-------- Data listing --------
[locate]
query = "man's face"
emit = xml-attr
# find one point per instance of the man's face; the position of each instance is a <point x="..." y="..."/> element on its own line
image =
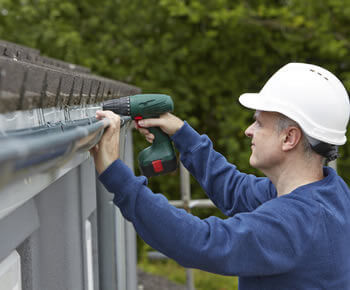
<point x="266" y="142"/>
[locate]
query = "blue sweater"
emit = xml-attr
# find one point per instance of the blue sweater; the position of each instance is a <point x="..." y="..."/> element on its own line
<point x="297" y="241"/>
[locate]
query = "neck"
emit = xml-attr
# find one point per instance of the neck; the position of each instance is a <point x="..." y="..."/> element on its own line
<point x="294" y="173"/>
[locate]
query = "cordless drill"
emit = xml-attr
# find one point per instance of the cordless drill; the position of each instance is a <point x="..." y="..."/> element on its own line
<point x="160" y="157"/>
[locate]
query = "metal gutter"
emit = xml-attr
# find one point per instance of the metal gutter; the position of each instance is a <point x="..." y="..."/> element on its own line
<point x="28" y="151"/>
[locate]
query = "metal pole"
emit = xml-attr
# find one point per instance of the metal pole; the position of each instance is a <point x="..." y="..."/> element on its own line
<point x="186" y="198"/>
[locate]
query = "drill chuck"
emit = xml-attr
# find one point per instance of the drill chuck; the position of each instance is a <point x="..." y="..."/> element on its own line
<point x="120" y="106"/>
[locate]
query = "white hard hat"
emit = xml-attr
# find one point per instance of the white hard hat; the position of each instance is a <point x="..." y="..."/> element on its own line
<point x="308" y="94"/>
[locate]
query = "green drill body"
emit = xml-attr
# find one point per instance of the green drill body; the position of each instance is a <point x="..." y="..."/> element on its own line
<point x="159" y="158"/>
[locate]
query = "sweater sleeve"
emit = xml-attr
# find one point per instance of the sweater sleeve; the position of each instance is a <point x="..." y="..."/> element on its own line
<point x="258" y="243"/>
<point x="230" y="190"/>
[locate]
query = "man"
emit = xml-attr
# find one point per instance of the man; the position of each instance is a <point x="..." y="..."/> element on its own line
<point x="290" y="230"/>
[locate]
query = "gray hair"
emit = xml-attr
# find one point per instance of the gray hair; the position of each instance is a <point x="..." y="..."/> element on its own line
<point x="311" y="145"/>
<point x="283" y="122"/>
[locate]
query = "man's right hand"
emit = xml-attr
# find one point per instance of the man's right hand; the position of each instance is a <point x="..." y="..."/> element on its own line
<point x="167" y="122"/>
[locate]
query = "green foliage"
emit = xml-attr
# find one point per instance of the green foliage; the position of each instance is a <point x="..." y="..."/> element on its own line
<point x="203" y="53"/>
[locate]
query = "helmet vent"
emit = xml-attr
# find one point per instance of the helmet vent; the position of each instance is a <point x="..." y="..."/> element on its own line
<point x="319" y="74"/>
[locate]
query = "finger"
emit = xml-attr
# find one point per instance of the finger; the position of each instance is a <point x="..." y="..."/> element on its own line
<point x="150" y="139"/>
<point x="143" y="131"/>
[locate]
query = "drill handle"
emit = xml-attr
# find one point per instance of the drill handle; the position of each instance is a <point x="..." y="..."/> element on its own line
<point x="160" y="157"/>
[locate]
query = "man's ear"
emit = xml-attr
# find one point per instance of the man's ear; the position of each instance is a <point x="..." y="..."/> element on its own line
<point x="291" y="138"/>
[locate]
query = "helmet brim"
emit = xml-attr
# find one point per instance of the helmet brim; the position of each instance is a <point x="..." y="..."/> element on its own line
<point x="255" y="101"/>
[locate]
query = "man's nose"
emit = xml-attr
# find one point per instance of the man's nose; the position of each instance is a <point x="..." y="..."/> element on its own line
<point x="249" y="131"/>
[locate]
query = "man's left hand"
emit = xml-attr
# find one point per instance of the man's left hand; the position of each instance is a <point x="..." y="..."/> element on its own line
<point x="107" y="150"/>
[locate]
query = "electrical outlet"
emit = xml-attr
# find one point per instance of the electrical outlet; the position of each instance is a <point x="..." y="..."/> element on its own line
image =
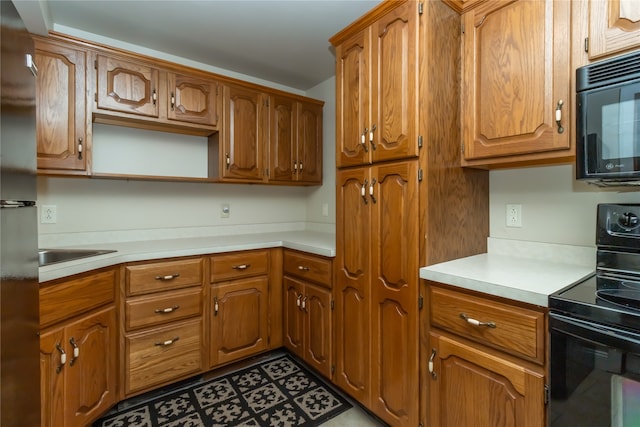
--------
* Written exercise
Count the lines in the items above that contain the string "hair", treating uppercase and lowercase letters as distinct, and give only the number.

* Full response
2